**Exercise aim**.
Every line of the material that follows must be printed again exactly.

**Data for this task**.

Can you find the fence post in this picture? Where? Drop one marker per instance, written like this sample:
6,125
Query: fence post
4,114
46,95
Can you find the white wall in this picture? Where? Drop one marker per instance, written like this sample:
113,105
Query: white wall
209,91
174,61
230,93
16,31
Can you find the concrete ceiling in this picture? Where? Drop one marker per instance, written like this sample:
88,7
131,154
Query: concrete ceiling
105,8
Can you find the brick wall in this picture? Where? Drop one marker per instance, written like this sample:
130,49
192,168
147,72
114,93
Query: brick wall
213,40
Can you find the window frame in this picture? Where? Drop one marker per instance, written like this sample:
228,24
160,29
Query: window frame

**Output of the exercise**.
Can you find the fence post in this picture? Where? Drop one marker per instance, written like this sample:
6,125
Query: fence post
4,114
46,95
Can you find the white wall in this picture? Where? Drop one marker per instance, written like this sample:
113,105
Query: white wall
209,91
174,61
230,93
16,31
Can you find the concrete ceiling in this picture? Where? Drop one marker per instance, written like this sample:
88,7
131,154
Query: concrete ceiling
105,8
Can you find the brick wall in this picture? Where? Drop one marker per instance, written like this sample:
130,49
192,168
147,72
114,93
Query: brick wall
213,40
Can you find the window frame in this picture? Where? Drop one marker per instance, written like this sample:
228,24
160,29
Query: window frame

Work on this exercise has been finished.